- TEXT SECTION
= = = =
This article was first published on AI Trends.

Is it going to rain tomorrow?

If you were to answer that question, would you say that it absolutely positively will rain tomorrow? Or, would you say that it absolutely positively won’t rain tomorrow? Here in Southern California, we only get about 15 days of rain during the year, and so most of the time I’d be safest to say that it won’t rain tomorrow. But, I’d be wrong on those 15 or so days of the year. If I were to say that it will definitely rain tomorrow, I’d normally be wrong, unless of course I had some kind of inkling that it might be a rainy day. The weather forecasters do a pretty good job of predicting our rain, and so if they indicated that it most likely would rain tomorrow, it’s a relatively safe bet for me to say that it will rain tomorrow.

Now, if the weather forecast predicts that it will rain tomorrow, should I consider the prediction to be a one hundred percent absolutely certain prediction? Usually, the weather forecasts are accompanied by a probability. For example, the rain forecast might be that there’s a 70% chance of rain tomorrow. In that case, I likely would feel comfortable claiming that it would rain tomorrow since the percentage being at 70% seems pretty high and suggests that it will rain. On the other hand, if the forecaster had said it was about a 10% chance of rain tomorrow, I’d likely feel that the percentage was too low and so I’d hedge and say it might rain but that it might very well not rain.

I realize that all of this talk about the weather might seem rather obvious. We all intuitively understand that the rain forecast involves probabilities. We take it for granted that there is some amount of uncertainty about the weather predictions. In a sense, the weather predictions are a form of gambling, whereby we don’t know for sure that something will happen, but we are willing to make bets based on the odds that something might happen.

As humans, we are continually having to perform reasoning under uncertainty. Sometimes we try to calculate actual probabilities, while other times we just go with a hunch or intuition. Whenever you go to Las Vegas and play the slot machines or a game of poker, you abundantly know that you are using probabilities and that you are gambling. It’s obvious because you are in a place and context that everyone accepts as a gamble. What are the odds that the next card dealt at the blackjack table is a King? What are the odds of the slot machine hitting on the jackpot?

There’s another place and context in which we do a lot of gambling and deal with probabilities. It’s called driving a car. Yes, when you drive a car, you are essentially gambling. You are making a bet that the car will start, and that you will be able to drive the car on the highway and not get hit by another car. You are making a whole slew of gambles for every moment you are driving in your car. Yet, being a driver in a car seems so commonplace that we don’t think of it as a gamble.
= = = =
- SUPPLIED DATA
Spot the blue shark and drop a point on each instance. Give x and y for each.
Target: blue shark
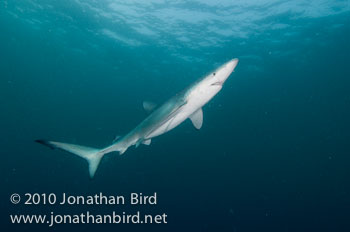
= = = =
- GIVEN PROBLEM 1
In the article on reasoning under uncertainty, about how many days of rain does Southern California get each year?
- GIVEN PROBLEM 2
Quote everything in the article on reasoning under uncertainty from "If you were" down to "will rain tomorrow.".

- EXERCISE OUTPUT 1
About 15 days.

- EXERCISE OUTPUT 2
If you were to answer that question, would you say that it absolutely positively will rain tomorrow? Or, would you say that it absolutely positively won’t rain tomorrow? Here in Southern California, we only get about 15 days of rain during the year, and so most of the time I’d be safest to say that it won’t rain tomorrow. But, I’d be wrong on those 15 or so days of the year. If I were to say that it will definitely rain tomorrow, I’d normally be wrong, unless of course I had some kind of inkling that it might be a rainy day. The weather forecasters do a pretty good job of predicting our rain, and so if they indicated that it most likely would rain tomorrow, it’s a relatively safe bet for me to say that it will rain tomorrow.